%%
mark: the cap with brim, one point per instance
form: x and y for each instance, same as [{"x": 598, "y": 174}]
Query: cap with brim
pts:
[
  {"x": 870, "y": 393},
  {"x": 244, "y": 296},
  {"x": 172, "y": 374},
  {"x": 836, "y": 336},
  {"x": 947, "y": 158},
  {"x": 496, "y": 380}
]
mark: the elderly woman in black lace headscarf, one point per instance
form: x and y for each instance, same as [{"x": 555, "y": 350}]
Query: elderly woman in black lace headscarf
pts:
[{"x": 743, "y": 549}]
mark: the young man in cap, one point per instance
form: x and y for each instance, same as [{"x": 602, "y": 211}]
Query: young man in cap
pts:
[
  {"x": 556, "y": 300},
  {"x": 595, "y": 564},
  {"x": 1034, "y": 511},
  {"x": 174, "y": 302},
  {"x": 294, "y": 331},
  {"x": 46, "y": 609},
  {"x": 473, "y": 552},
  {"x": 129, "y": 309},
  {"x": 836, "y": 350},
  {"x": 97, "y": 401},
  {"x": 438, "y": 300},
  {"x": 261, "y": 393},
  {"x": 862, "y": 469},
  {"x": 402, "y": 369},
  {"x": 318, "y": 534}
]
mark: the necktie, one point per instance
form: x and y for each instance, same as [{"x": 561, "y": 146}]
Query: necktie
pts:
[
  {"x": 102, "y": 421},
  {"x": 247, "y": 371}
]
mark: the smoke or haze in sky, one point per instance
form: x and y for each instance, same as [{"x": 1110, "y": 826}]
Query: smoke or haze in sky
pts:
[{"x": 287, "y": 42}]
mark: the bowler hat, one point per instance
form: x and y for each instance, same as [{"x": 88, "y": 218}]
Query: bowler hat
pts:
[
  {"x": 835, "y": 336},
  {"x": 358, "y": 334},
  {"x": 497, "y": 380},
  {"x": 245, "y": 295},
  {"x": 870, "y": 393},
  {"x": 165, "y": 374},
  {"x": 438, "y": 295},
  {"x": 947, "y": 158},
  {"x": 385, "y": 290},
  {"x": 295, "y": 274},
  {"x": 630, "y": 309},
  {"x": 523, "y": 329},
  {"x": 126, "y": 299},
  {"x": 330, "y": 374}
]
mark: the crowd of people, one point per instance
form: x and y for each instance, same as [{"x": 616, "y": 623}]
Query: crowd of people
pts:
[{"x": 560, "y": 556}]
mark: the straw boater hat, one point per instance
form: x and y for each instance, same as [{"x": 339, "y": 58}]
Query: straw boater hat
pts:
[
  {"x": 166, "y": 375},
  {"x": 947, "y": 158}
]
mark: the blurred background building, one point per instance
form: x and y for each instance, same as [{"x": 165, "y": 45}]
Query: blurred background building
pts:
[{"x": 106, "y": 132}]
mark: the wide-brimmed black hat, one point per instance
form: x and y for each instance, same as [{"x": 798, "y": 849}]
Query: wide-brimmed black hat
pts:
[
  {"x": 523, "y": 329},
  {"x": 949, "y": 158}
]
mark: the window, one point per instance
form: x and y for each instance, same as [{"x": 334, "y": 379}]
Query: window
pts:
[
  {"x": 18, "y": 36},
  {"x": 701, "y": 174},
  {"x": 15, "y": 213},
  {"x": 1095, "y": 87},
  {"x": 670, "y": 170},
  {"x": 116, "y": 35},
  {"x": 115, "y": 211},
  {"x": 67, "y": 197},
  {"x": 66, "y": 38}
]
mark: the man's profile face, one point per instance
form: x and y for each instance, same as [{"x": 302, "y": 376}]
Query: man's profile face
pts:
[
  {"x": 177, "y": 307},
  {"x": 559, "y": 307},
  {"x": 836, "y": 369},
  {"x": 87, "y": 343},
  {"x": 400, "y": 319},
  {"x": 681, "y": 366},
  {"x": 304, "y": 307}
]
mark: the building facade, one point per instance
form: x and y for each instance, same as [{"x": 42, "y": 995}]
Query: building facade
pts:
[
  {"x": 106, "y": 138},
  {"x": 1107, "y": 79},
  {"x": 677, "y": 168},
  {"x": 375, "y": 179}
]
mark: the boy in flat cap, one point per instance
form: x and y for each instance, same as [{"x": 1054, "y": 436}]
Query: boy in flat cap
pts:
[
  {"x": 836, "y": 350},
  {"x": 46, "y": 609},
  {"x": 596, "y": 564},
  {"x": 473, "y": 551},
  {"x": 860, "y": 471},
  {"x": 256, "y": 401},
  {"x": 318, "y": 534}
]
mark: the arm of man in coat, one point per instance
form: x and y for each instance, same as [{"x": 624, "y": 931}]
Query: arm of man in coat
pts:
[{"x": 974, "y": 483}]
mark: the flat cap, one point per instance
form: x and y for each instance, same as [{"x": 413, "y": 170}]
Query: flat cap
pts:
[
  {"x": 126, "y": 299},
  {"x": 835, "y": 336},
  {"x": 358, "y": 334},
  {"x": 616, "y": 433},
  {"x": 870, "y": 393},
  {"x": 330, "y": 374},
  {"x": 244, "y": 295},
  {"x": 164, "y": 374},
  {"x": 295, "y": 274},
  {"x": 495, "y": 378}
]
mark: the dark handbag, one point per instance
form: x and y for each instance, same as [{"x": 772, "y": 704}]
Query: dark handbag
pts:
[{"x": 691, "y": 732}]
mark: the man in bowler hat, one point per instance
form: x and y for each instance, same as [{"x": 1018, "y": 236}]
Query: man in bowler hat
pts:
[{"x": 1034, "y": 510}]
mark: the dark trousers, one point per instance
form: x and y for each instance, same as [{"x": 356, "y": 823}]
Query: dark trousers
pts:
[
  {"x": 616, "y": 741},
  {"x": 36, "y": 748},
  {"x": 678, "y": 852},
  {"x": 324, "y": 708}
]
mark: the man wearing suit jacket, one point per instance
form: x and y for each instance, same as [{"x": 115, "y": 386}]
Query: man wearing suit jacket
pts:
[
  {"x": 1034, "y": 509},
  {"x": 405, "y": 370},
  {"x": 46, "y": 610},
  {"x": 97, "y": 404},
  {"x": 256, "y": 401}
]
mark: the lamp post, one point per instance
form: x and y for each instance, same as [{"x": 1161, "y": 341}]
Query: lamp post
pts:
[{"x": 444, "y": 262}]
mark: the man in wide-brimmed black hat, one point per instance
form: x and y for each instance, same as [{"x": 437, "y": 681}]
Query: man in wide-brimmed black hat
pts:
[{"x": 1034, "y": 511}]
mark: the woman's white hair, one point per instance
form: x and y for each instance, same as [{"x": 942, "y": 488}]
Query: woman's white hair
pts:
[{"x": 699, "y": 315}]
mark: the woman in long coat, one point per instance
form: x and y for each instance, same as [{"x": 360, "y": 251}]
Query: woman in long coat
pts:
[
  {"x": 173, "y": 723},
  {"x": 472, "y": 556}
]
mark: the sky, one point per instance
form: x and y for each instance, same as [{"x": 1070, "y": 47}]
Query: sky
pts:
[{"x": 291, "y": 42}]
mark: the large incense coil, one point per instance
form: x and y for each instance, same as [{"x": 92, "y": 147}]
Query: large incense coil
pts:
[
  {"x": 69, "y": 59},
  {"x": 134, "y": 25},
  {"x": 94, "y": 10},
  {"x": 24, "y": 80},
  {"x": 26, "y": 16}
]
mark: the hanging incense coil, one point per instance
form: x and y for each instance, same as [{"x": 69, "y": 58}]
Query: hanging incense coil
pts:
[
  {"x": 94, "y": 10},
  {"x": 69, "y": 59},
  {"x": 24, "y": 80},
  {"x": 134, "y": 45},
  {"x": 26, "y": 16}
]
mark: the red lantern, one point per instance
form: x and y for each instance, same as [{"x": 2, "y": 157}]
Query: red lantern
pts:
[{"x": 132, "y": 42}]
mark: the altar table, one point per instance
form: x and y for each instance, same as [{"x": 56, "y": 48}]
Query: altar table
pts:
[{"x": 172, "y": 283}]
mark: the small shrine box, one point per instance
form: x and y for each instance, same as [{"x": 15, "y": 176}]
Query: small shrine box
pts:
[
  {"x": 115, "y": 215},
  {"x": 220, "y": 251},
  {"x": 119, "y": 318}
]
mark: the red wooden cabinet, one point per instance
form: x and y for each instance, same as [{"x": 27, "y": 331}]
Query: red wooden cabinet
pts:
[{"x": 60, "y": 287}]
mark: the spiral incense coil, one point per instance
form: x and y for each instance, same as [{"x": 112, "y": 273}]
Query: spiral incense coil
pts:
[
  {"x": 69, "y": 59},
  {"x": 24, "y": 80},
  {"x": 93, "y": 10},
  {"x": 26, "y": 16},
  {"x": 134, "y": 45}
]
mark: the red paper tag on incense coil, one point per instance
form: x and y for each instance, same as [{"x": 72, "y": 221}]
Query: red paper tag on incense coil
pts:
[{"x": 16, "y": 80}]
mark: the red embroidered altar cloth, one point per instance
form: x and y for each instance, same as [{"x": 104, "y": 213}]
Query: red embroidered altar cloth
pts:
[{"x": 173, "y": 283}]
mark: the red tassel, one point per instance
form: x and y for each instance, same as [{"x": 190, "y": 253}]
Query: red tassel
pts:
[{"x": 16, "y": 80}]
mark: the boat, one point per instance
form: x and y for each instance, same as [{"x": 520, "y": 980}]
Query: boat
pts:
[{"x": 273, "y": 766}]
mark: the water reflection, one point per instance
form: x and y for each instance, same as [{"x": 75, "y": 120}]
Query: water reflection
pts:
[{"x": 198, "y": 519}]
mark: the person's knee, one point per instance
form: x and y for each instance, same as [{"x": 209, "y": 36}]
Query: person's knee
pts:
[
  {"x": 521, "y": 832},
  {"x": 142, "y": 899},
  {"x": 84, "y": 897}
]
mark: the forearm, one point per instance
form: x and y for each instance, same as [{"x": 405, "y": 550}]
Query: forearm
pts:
%%
WORK REQUIRED –
Above are some records; copy exactly the lines from the one with "mark: the red paper" through the one with "Query: boat", both included, and no others.

TASK RESPONSE –
mark: the red paper tag on incense coil, one point per instance
form: x and y for each instance, same as [{"x": 72, "y": 221}]
Query: red paper tag on incense coil
pts:
[{"x": 16, "y": 80}]
mark: the red embroidered altar cloth, one point per instance
form: x and y for each instance, same as [{"x": 104, "y": 213}]
Query: red embroidered altar cloth
pts:
[{"x": 173, "y": 283}]
mark: the red tassel, one point per instance
form: x and y for each instance, same as [{"x": 190, "y": 253}]
Query: red tassel
pts:
[{"x": 16, "y": 80}]
mark: the boat, one point per instance
form: x and y for each instance, same as [{"x": 520, "y": 980}]
Query: boat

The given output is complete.